(DOCUMENT EXCERPT)
It seems to me that there is a bug in the smarty bundle. Any time you have a ' in a comment or as an apostrophe in text (as in don't) it thinks it's the start of a string and throws off the hilighting for the rest of the page.
Is this the right place to report this?
On 22. Oct 2006, at 08:11, Rick Gigger wrote:
It seems to me that there is a bug in the smarty bundle. Any time you have a ' in a comment or as an apostrophe in text (as in don't) it thinks it's the start of a string and throws off the hilighting for the rest of the page.
The Smarty bundle itself contains only a grammar to be embedded in HTML, not a root-level-grammar.
So you should still use HTML as the language, but you need to make one edit to the HTML grammar to activate the Smarty blocks.
Unfortunately the image links are broken here [1], so locate this rule in the HTML grammar:
smarty = { patterns = ( { begin = '({(literal)})'; end = '({/(literal)})'; captures = { 1 = { name = 'source.smarty.embedded.html'; }; 2 = { name = 'support.function.built-in.smarty'; }; }; }, { name = 'source.smarty.embedded.html'; begin = '{{|{'; end = '}}|}'; patterns = ( { include = 'source.smarty'; } ); disabled = 1; }, ); };
Then change that last disabled to ‘= 0’ or remove it.

(DATA LINES)
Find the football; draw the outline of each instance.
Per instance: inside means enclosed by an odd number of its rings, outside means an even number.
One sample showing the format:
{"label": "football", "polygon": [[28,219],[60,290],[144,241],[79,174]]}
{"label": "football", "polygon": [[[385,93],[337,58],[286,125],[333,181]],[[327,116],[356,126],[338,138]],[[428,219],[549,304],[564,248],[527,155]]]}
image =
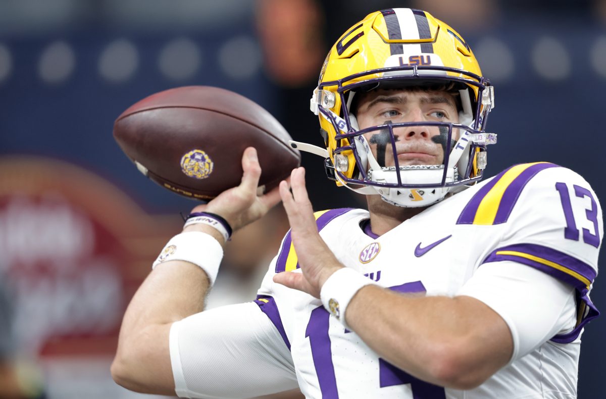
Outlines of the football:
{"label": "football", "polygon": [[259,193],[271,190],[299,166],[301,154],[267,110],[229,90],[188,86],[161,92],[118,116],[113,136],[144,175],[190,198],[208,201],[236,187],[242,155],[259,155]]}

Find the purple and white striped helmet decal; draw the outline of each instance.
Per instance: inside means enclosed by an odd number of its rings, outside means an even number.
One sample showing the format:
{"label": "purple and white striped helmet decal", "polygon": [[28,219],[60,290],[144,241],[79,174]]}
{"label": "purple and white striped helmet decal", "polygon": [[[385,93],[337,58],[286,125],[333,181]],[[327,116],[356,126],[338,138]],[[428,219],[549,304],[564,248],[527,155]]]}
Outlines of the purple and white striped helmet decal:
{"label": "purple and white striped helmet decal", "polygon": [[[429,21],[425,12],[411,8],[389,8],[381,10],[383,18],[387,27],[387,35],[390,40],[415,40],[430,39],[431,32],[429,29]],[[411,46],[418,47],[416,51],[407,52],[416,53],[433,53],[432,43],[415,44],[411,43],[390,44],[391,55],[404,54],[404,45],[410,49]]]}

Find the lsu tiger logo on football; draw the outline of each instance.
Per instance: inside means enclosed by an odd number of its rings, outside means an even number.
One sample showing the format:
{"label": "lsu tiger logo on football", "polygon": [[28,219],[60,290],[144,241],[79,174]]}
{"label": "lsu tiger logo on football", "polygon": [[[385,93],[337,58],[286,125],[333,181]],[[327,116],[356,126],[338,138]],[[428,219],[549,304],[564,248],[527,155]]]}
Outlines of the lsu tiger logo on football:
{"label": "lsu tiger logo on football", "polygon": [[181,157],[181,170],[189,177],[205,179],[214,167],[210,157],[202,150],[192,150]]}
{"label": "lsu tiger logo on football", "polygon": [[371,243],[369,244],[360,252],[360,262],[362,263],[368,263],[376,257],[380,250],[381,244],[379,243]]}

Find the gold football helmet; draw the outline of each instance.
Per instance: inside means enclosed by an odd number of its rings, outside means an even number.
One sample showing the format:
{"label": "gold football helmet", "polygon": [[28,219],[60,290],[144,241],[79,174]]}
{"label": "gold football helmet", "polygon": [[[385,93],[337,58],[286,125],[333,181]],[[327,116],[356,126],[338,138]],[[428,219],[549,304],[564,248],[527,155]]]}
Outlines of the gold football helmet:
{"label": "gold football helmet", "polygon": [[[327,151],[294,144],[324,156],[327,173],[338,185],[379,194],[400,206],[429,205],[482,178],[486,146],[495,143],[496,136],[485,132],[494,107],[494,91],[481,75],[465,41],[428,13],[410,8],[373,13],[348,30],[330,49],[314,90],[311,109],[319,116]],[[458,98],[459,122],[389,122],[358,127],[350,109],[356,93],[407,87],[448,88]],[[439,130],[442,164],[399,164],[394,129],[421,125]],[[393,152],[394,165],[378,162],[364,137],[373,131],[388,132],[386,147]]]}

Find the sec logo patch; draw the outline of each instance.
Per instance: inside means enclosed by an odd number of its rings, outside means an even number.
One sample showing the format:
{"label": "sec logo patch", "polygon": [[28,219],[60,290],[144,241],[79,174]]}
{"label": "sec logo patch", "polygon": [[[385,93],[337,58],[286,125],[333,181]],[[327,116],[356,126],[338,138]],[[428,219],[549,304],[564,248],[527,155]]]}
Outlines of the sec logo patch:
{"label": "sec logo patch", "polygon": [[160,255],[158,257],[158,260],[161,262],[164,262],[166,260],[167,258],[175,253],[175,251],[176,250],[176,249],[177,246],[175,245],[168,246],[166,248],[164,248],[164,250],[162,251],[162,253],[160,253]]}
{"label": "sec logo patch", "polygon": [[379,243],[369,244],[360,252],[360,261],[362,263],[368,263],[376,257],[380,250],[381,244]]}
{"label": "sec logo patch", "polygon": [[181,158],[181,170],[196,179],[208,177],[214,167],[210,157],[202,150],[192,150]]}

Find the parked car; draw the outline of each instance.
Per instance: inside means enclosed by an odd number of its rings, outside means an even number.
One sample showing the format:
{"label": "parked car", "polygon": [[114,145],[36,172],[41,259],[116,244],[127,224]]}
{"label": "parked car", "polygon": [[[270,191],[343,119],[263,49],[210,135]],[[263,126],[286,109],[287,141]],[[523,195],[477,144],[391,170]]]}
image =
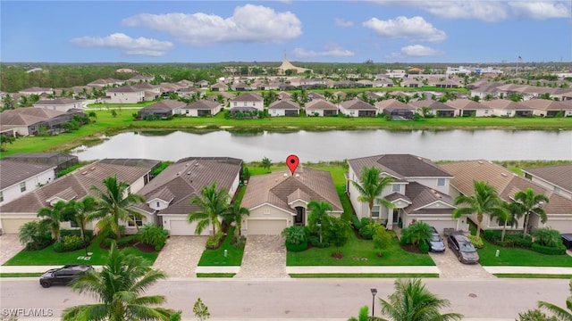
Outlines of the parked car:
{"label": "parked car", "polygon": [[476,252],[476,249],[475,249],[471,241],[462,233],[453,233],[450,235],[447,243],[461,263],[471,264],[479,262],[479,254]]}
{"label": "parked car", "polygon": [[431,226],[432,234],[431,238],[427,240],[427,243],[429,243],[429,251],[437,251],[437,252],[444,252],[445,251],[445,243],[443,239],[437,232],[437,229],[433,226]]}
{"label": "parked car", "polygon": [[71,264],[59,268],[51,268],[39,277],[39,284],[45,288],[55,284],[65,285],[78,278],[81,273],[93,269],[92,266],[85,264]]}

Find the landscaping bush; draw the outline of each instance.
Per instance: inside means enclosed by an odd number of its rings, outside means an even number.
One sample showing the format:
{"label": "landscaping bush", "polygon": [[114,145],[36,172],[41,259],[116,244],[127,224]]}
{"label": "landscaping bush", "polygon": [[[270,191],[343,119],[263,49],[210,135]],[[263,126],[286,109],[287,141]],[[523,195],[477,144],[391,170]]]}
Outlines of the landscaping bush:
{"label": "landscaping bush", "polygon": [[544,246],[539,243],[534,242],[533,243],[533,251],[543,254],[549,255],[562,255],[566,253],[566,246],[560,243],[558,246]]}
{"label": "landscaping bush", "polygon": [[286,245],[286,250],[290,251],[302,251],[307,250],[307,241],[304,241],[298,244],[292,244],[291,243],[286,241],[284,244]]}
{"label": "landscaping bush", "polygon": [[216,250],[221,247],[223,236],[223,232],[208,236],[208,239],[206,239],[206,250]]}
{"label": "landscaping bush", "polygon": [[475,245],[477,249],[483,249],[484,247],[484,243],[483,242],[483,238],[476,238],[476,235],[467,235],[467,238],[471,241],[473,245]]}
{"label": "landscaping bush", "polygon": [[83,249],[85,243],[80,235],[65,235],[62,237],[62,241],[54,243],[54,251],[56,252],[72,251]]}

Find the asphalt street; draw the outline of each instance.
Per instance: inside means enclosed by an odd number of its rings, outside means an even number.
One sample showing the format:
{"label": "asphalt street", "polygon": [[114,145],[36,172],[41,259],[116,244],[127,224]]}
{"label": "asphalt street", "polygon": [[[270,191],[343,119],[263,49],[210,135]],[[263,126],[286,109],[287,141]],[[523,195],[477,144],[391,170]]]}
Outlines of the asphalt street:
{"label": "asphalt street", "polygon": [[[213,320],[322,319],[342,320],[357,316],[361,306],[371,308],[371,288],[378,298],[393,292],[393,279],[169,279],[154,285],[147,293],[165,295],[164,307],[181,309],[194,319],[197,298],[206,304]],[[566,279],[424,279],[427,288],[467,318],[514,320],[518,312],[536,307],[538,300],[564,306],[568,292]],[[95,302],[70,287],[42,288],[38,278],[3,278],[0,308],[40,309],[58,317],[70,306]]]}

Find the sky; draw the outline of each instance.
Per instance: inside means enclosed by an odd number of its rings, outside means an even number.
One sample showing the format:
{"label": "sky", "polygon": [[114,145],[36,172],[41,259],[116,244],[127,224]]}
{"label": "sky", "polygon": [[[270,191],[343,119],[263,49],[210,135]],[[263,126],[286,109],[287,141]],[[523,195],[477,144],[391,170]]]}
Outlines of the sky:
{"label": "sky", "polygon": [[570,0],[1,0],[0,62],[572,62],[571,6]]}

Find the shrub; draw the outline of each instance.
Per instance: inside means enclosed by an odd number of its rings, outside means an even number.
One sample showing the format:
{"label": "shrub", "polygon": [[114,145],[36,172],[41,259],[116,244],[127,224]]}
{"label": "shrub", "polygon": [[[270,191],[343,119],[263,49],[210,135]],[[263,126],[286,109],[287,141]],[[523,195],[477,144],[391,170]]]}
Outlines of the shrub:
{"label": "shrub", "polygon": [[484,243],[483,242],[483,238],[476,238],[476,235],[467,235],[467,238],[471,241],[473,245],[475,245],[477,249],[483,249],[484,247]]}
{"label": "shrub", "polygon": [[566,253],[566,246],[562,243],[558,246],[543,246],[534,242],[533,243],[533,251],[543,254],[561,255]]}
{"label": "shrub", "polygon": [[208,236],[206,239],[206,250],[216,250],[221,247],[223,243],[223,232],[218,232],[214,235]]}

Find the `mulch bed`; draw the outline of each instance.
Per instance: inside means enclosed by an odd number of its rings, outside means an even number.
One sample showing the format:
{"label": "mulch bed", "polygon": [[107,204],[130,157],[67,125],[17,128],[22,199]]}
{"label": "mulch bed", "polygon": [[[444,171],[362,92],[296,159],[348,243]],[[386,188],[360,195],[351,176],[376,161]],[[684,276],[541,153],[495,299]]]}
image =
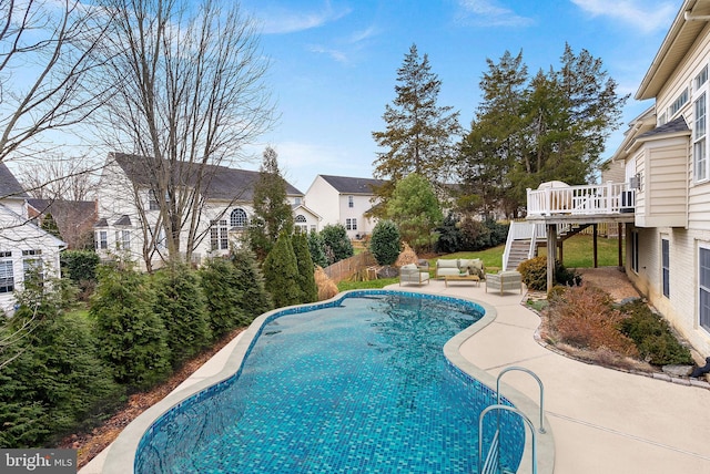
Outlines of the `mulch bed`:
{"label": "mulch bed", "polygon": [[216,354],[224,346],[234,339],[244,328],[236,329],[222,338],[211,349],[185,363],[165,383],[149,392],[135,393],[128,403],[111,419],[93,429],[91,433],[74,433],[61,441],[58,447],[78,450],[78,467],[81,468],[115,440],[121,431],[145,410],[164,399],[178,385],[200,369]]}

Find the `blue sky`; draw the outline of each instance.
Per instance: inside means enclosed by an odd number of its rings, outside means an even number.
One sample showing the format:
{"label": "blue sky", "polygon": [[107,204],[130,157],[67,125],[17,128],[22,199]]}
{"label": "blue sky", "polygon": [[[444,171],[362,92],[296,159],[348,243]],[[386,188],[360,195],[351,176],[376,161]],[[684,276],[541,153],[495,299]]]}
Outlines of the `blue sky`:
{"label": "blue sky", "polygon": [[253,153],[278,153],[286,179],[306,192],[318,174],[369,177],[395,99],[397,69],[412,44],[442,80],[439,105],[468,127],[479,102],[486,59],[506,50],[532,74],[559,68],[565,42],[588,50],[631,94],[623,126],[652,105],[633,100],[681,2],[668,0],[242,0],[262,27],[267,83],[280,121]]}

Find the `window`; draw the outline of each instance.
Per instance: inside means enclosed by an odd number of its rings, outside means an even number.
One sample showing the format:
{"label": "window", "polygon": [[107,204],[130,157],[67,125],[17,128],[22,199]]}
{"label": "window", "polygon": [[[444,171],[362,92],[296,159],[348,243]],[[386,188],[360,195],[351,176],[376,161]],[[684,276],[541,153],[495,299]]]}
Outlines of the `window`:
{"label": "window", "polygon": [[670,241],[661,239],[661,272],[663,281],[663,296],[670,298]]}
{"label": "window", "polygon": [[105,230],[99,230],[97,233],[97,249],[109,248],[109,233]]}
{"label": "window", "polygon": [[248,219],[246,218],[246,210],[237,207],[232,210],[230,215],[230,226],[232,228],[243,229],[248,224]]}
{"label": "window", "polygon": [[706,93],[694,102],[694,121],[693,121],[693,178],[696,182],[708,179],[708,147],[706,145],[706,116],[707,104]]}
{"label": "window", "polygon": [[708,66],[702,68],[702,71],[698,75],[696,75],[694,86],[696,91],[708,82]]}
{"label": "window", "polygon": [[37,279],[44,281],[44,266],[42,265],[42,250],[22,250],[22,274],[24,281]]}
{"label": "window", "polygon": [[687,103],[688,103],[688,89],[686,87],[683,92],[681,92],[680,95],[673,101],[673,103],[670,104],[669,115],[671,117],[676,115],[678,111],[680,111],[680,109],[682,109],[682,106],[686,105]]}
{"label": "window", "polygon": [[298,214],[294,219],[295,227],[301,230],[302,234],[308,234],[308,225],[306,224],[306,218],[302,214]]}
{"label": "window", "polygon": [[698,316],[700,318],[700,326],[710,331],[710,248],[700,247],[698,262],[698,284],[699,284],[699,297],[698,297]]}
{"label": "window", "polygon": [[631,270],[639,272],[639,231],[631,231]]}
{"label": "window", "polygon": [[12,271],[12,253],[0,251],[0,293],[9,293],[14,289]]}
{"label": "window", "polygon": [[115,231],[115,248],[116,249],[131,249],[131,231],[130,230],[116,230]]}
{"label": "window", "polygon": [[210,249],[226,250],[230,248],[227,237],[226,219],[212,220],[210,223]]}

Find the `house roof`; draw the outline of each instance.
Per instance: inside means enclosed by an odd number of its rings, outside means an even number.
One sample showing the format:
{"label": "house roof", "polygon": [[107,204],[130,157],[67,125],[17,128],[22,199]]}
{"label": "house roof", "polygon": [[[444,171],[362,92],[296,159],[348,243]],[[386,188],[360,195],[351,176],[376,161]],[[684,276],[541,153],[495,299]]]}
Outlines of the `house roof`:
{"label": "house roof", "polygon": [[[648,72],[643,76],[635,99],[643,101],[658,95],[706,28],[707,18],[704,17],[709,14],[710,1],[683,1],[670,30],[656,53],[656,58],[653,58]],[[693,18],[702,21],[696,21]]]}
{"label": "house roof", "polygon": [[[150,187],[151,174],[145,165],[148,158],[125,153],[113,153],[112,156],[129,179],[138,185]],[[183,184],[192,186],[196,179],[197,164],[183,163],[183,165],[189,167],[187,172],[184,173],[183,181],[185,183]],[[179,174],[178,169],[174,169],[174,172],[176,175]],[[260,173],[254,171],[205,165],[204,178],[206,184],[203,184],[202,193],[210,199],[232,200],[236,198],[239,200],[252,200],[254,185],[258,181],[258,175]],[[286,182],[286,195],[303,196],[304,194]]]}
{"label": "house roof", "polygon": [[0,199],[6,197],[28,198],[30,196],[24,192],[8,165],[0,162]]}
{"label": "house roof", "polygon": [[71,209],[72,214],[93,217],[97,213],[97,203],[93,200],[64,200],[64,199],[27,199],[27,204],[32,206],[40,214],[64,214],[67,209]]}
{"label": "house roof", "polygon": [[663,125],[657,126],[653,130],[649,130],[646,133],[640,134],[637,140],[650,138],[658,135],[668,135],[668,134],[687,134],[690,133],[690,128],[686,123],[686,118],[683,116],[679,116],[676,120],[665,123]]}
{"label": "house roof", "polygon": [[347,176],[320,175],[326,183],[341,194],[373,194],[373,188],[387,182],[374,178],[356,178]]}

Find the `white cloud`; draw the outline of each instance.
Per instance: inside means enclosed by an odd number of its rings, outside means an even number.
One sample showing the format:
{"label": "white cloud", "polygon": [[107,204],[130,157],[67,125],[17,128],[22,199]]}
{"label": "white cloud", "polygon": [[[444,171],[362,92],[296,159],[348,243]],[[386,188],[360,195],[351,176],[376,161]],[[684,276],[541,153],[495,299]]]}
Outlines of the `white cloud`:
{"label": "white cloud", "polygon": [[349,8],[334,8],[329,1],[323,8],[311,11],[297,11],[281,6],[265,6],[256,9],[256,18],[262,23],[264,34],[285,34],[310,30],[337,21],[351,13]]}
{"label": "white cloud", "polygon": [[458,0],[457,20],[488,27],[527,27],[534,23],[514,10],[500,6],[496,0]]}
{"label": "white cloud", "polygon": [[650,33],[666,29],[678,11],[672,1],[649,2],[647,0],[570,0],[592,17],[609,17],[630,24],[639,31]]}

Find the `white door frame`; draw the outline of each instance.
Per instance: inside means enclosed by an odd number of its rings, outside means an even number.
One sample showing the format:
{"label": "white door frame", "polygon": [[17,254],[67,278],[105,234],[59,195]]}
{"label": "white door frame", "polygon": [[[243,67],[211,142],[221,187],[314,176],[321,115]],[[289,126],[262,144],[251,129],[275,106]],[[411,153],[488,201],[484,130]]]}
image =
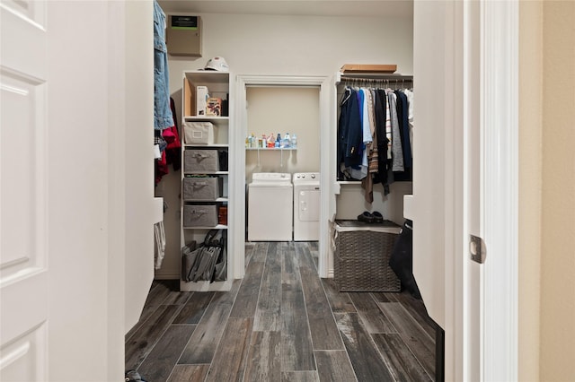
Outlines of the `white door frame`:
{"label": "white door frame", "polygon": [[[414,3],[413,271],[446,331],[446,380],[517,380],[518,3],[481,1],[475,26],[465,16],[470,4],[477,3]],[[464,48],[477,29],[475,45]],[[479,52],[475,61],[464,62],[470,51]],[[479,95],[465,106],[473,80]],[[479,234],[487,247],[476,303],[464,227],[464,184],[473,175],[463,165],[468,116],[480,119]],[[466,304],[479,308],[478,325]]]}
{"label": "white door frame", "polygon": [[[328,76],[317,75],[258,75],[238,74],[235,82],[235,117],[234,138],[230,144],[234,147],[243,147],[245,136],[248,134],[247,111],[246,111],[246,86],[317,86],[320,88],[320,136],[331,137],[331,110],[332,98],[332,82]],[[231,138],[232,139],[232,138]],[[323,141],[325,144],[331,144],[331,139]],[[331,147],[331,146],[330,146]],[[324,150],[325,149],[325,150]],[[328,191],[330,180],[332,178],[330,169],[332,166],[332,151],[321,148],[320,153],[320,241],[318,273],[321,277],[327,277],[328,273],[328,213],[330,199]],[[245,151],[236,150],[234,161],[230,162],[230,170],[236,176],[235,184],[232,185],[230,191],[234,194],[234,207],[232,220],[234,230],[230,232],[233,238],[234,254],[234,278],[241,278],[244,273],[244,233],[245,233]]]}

(EXERCISE REQUIREMENTS)
1 - Reproduce everything in the Smarty bundle message from "Is this the" down to "the Smarty blocks.".
2 - Identify every line of the rows that holds the string "parked", and copy each of those lines.

(TASK ANSWERS)
1 -
Is this the right place to report this?
On 22. Oct 2006, at 08:11, Rick Gigger wrote:
It seems to me that there is a bug in the smarty bundle. Any time you have a ' in a comment or as an apostrophe in text (as in don't) it thinks it's the start of a string and throws off the hilighting for the rest of the page.
The Smarty bundle itself contains only a grammar to be embedded in HTML, not a root-level-grammar.
So you should still use HTML as the language, but you need to make one edit to the HTML grammar to activate the Smarty blocks.

2 -
Find the parked car; draw the outline of each instance.
{"label": "parked car", "polygon": [[114,145],[36,172],[41,259],[116,244],[127,224]]}
{"label": "parked car", "polygon": [[[270,191],[343,119],[263,49],[210,135]],[[263,126],[286,109],[287,141]],[[523,195],[477,144],[391,170]]]}
Outlines of the parked car:
{"label": "parked car", "polygon": [[476,252],[476,249],[475,249],[471,241],[462,233],[453,233],[450,235],[447,243],[461,263],[471,264],[479,262],[479,254]]}
{"label": "parked car", "polygon": [[431,226],[432,234],[431,238],[427,240],[427,243],[429,243],[429,251],[437,251],[437,252],[444,252],[445,251],[445,243],[443,239],[437,232],[437,229],[433,226]]}
{"label": "parked car", "polygon": [[71,264],[59,268],[51,268],[39,277],[39,284],[45,288],[55,284],[65,285],[78,278],[81,273],[93,269],[92,266],[85,264]]}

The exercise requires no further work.